“A guerra na Ucrânia e as tensões em Hong Kong expuseram a difícil coexistência de diferentes, senão completamente opostas, interpretações históricas e políticas dessas duas situações. Isso é verdade mesmo entre os católicos que apoiam total e sinceramente o Papa Francisco. Essa diversidade de opiniões é mais pública do que costumava ser, especialmente em uma Igreja Católica global que agora está lidando com a ruptura da ordem internacional. Reflete a “mudança de época” sobre a qual Francisco falou muitas vezes”, escreve o historiador italiano Massimo Faggioli, professor da Villanova University, Filadélfia, EUA, em artigo publicado por La Croix International, 25-05-2022. A tradução é de Wagner Fernandes de Azevedo.
Nas últimas semanas, alguns observadores da Igreja criticaram a Santa Sé por suas declarações e atividades diplomáticas em duas frentes críticas: a repressão da China a Hong Kong e a invasão da Ucrânia pela Rússia.

**DADOS FORNECIDOS:**
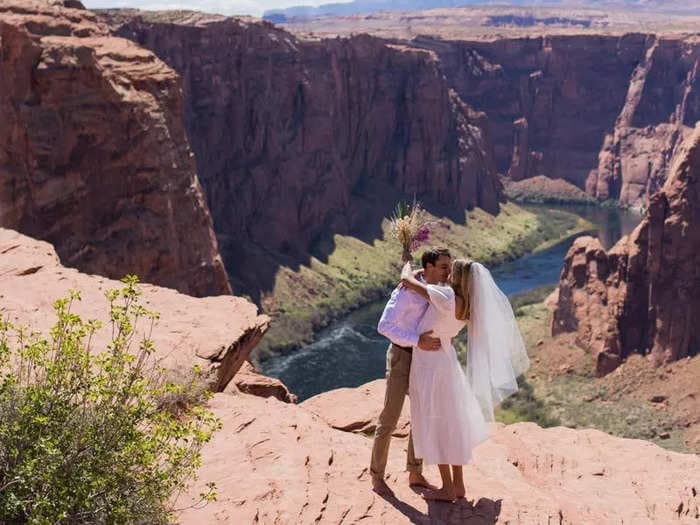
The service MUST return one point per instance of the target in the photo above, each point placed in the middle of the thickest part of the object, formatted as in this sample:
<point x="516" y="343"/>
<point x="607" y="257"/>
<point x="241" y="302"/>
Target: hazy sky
<point x="226" y="7"/>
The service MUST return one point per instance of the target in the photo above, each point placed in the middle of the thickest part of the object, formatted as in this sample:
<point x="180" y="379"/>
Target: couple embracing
<point x="451" y="407"/>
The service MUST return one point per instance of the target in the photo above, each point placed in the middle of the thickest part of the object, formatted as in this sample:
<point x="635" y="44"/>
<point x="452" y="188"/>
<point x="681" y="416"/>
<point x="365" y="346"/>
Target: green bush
<point x="88" y="437"/>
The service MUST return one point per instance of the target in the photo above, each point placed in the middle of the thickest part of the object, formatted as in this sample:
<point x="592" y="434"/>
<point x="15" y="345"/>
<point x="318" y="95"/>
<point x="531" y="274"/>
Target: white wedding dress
<point x="451" y="407"/>
<point x="446" y="419"/>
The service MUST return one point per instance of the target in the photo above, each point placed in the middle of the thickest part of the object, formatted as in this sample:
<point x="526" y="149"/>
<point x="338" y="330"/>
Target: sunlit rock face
<point x="642" y="295"/>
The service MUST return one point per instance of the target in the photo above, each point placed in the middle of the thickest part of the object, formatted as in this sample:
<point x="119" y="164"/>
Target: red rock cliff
<point x="93" y="152"/>
<point x="292" y="138"/>
<point x="603" y="112"/>
<point x="643" y="295"/>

**INSTRUÇÕES DAS TAREFAS:**
1. Indique se cada afirmação abaixo está de acordo com o texto extraído, respondendo sim ou não e citando literalmente as palavras do texto que decidem a questão.
(a) Massimo Faggioli é professor da Villanova University, na Filadélfia.
(b) Segundo o texto, a diversidade de opiniões entre os católicos é hoje menos pública do que antes.
(c) A tradução do artigo é de Massimo Faggioli.
2. Prossiga o texto extraído sobre a Santa Sé e as crises na Ucrânia e em Hong Kong, começando logo após a última frase apresentada.

**RESULTADOS POR TAREFA:**
1.
(a) Sim: "professor da Villanova University, Filadélfia, EUA".
(b) Não: "Essa diversidade de opiniões é mais pública do que costumava ser".
(c) Não: "A tradução é de Wagner Fernandes de Azevedo".

2.
A invasão está agora em seu quarto mês. E sem fim à vista, há o risco de que as críticas do Vaticano à OTAN e aos Estados Unidos aumentem.
Apesar de toda a ajuda humanitária que as organizações católicas têm facilitado, é evidente que o Papa Francisco e seus assessores não conseguiram desempenhar o papel de mediadores no conflito Rússia-Ucrânia.
Depois veio a notícia da prisão do cardeal Joseph Zen em 11 de maio pelas autoridades de Hong Kong. Foi um sinal de deterioração da situação para os católicos na Região Administrativa Especial da China comunista, vindo apenas alguns dias depois que John Lee, apoiado por Pequim, foi eleito o novo líder de Hong Kong.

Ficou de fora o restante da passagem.